» **Extract**
You can use the wrapper sqlite_get_table() instead of sqlite_exec()
and thus avoid the callbacks.

Edi.
From: Ng Pheng Siong
Subject: Re: Fast (and I mean fast) DB access from lisp
Date: 
Message-ID: <ako411$gc1$2@mawar.singnet.com.sg>
According to Edi Weitz  <···@agharta.de>:
> ····@vista.netmemetic.com (Ng Pheng Siong) writes:
> > The core API consists of three functions; the application collects
> > database output using a callback. (Which appears to rule out CMUCL,
> > alas.)
> 
> You can use the wrapper sqlite_get_table() instead of sqlite_exec()
> and thus avoid the callbacks.

You're right. I saw that immediately after I posted. 

Hmmm, USQL with SQLite... 


-- 
Ng Pheng Siong <····@netmemetic.com> * http://www.netmemetic.com
From: Wade Humeniuk
Subject: Re: Fast (and I mean fast) DB access from lisp
Date: 
Message-ID: <j5sb9.20153$rn4.982829@news1.telusplanet.net>
"Alain Picard" <·······················@optushome.com.au> wrote in message
···················@gondolin.local.net...
> The question, finally, is: do I have any reasonable alternatives?
> Does anyone else deal with applications where DB speed is essential?
> How did you resolve it?

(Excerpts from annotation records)

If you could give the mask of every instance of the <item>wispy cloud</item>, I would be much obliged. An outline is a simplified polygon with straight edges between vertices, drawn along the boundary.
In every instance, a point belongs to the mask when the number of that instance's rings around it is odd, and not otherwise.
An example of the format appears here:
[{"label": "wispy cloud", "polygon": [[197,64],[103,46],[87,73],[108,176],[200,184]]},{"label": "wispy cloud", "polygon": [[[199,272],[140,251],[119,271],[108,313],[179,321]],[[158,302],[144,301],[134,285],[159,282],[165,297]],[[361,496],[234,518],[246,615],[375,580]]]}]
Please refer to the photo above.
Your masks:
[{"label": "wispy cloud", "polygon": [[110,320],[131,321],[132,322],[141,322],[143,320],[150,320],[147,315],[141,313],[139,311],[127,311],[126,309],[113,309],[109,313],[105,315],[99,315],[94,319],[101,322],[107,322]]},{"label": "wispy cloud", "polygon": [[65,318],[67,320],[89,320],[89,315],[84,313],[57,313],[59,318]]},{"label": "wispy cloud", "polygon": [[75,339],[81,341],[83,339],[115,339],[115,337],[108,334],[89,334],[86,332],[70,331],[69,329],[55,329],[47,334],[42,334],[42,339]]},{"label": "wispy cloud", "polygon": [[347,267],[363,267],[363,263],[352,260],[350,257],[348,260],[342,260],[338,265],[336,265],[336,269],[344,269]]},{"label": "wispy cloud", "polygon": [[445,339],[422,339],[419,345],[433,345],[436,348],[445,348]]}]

» **Exercise instructions**
(a) Repeat word for word the part of the newsgroup thread running from "From: Ng Pheng" down to "after I posted.".
(b) Reproduce the listing verbatim, everything from its first line down to and including the line containing "An example of".

» **Outputs in order**
(a)
From: Ng Pheng Siong
Subject: Re: Fast (and I mean fast) DB access from lisp
Date: 
Message-ID: <ako411$gc1$2@mawar.singnet.com.sg>
According to Edi Weitz  <···@agharta.de>:
> ····@vista.netmemetic.com (Ng Pheng Siong) writes:
> > The core API consists of three functions; the application collects
> > database output using a callback. (Which appears to rule out CMUCL,
> > alas.)
> 
> You can use the wrapper sqlite_get_table() instead of sqlite_exec()
> and thus avoid the callbacks.

You're right. I saw that immediately after I posted.

(b)
If you could give the mask of every instance of the <item>wispy cloud</item>, I would be much obliged. An outline is a simplified polygon with straight edges between vertices, drawn along the boundary.
In every instance, a point belongs to the mask when the number of that instance's rings around it is odd, and not otherwise.
An example of the format appears here:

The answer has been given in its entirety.